PASSAGE PROVIDED –
- - -

When it comes to instincts, you trust your gut, right?
What if we did the same for our bodywork? What if we acknowledged the center of our body as the source of our strength and the root of our perceptions?
When we are centered—literally, when we work from our center—all we need to do is transfer our body weight back and forth from our body to our client’s body.
We perceive by pouring: pouring the weight of our body from our legs and hips, through our core, and out of our arms. When we pour, rather than push, our ego does not get in the way and we are able to hear what the client tells us.
Your Core Pitcher
Try this: Stand at one side of your massage table, a foot away from the table’s edge. Feel how your feet and legs support your entire body weight.
Now think of sharing that responsibility with your other two limbs.
Tip your body forward so that your palms or soft fists contact the table. Do nothing with your arms—no muscle contraction, no pushing. Just notice how part of your weight is now absorbed by your upper body instead of your lower body.
Shift your core backward again and feel your body weight return to your legs.
With a slow exhalation, repeat, tipping forward again, and feel your weight pour back into your arms. Lean to the left and feel the weight pour more specifically into the left arm. Lean in a slow-moving circle.
Feel your body weight pour from the left arm to the right, now from the right arm backward to the right leg, from your right leg to left leg, and then back to the left arm.
Imagine your insides filled with water. See the core of your body as a pitcher. Your arms and legs are four different glasses. By tipping your pitcher in one direction or another, you pour your body weight from one glass to another, adjusting the proportions based on what your client needs.
This pouring, from legs to arms, from left to right, from your body to the client’s body, is the heart of giving a perceptive massage. Yes, this does seem too simple. But precisely because it is so simple, pouring is a skill that is difficult to learn.
When you begin, you’ll think you are not doing enough. Your instinct is to do more: to engage your muscles, to think more, to push harder. But increased effort is counterproductive.
When we pour rather than push, when we sink rather than contract, that is when the client shares his needs with us.
Why is pouring more effective than pushing?
Think of massage as a physiological conversation, a dialogue between muscles rather than mouths.
In order to hear what the client’s body is telling us, we need to listen. In order to listen, we need to stop talking. When we use our muscles, when we contract them, they talk. But if they talk too much, they drown out the possibility for conversation.
When we push, we become like that well-intentioned but frustrating friend who interrupts, who never lets you finish a thought because he has his own anecdote to relate, his own opinion to offer.

- - -

Dataset entries:
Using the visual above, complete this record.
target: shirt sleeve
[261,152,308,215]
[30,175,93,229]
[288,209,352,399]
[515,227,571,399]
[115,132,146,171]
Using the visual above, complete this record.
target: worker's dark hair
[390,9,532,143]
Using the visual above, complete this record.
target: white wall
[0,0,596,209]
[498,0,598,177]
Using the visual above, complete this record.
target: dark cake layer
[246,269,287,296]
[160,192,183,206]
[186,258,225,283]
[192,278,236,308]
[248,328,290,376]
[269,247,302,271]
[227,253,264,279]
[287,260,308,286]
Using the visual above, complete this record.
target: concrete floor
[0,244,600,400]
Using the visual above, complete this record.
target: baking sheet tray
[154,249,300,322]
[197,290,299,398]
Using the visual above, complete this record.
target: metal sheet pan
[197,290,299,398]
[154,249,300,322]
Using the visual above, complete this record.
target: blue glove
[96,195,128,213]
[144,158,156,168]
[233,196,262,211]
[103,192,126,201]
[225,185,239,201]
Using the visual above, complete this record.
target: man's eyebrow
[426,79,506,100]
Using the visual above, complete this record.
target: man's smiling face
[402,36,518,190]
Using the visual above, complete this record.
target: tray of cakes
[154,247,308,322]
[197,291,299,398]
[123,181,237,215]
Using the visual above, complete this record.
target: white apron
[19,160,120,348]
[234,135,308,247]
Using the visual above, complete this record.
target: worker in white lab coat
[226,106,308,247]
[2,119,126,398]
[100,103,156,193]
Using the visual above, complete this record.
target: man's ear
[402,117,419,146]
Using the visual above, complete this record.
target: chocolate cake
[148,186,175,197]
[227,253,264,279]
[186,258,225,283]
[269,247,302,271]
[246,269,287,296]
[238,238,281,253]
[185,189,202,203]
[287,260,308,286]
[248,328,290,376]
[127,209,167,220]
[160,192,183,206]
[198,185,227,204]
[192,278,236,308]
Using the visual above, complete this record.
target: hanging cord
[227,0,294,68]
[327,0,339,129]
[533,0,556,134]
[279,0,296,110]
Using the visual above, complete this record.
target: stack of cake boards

- - -

QUESTIONS TO ANSWER –
1. In the massage passage, rewrite the paragraph beginning "Imagine your insides filled with water" as a short bulleted list that keeps its main facts.
2. Answer these questions from the massage passage, one per line:
(a) In the exercise, how far from the table's edge should you stand?
(b) What does the text ask you to think of massage as?
(c) When you begin pouring, what does the text say your instinct is?
3. Return everything from "With a slow" down to "back to the left arm." in the massage passage, copied word for word.

EXPECTED OUTPUTS –
1.
- Picture your insides as filled with water.
- Your core is a pitcher, and your arms and legs are four glasses.
- Tipping the pitcher one way or another pours your body weight from glass to glass.
- You adjust the proportions according to what the client needs.

2.
(a) A foot away.
(b) A physiological conversation, a dialogue between muscles rather than mouths.
(c) To do more: to engage your muscles, to think more, to push harder.

3.
With a slow exhalation, repeat, tipping forward again, and feel your weight pour back into your arms. Lean to the left and feel the weight pour more specifically into the left arm. Lean in a slow-moving circle.
Feel your body weight pour from the left arm to the right, now from the right arm backward to the right leg, from your right leg to left leg, and then back to the left arm.